**Text section**
....................

Keep in mind that $219 is the price for new subscribers. Existing subscribers will get the best price available. Last year, the price was $209 for new subscribers and $179 for renewals. Pricing hasn't been announced for renewals, but it is likely to be $189.

Also keep in mind that the new $99 add-on package includes some other features, including "short cuts" (commercial-free replays showing every play of each ST game in 30 minutes or less) and the "game mix" (multiple games on the same screen). I don't have HDTV, but I might still be interested in the Superfan package just to be able to watch the condensed replays of all those games that are on at the same time.


----------



## ocnier (May 8, 2003)

....................

**Recorded information**
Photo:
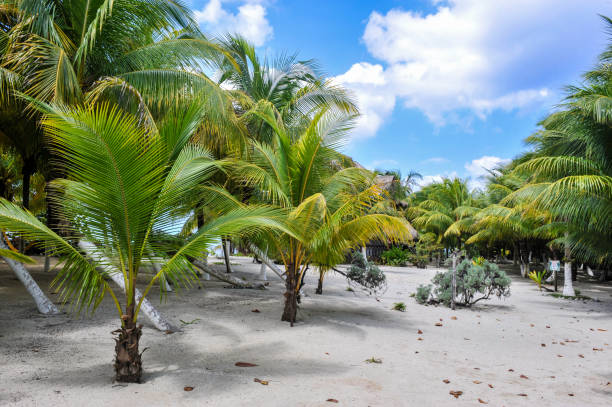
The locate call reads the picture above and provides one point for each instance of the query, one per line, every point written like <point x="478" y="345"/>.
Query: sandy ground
<point x="529" y="349"/>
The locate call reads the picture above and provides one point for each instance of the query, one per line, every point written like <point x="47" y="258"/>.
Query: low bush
<point x="366" y="274"/>
<point x="476" y="280"/>
<point x="423" y="293"/>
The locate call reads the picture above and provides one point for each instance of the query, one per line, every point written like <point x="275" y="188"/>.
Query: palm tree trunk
<point x="290" y="311"/>
<point x="320" y="285"/>
<point x="128" y="360"/>
<point x="43" y="303"/>
<point x="225" y="243"/>
<point x="568" y="287"/>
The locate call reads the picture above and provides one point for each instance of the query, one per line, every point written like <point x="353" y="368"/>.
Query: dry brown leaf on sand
<point x="245" y="364"/>
<point x="455" y="393"/>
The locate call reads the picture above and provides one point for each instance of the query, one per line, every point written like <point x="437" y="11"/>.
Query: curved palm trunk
<point x="128" y="360"/>
<point x="320" y="285"/>
<point x="43" y="303"/>
<point x="226" y="244"/>
<point x="291" y="284"/>
<point x="568" y="287"/>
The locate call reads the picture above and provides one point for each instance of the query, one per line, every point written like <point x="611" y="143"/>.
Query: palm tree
<point x="444" y="208"/>
<point x="570" y="170"/>
<point x="122" y="182"/>
<point x="297" y="172"/>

....................

**Problem set**
1. For each statement below, say yes or no according to the pricing post and quote the words that decide it. (a) Last year, renewals cost $179. (b) Renewal pricing has already been announced. (c) The writer has HDTV.
2. Write out the pricing post from "Keep in mind that $219" to "(May 8, 2003)", switching "replays" to "recaps".

**Responses per task**
1.
(a) Yes: "Last year, the price was $209 for new subscribers and $179 for renewals."
(b) No: "Pricing hasn't been announced for renewals"
(c) No: "I don't have HDTV"

2.
Keep in mind that $219 is the price for new subscribers. Existing subscribers will get the best price available. Last year, the price was $209 for new subscribers and $179 for renewals. Pricing hasn't been announced for renewals, but it is likely to be $189.

Also keep in mind that the new $99 add-on package includes some other features, including "short cuts" (commercial-free recaps showing every play of each ST game in 30 minutes or less) and the "game mix" (multiple games on the same screen). I don't have HDTV, but I might still be interested in the Superfan package just to be able to watch the condensed recaps of all those games that are on at the same time.


----------



## ocnier (May 8, 2003)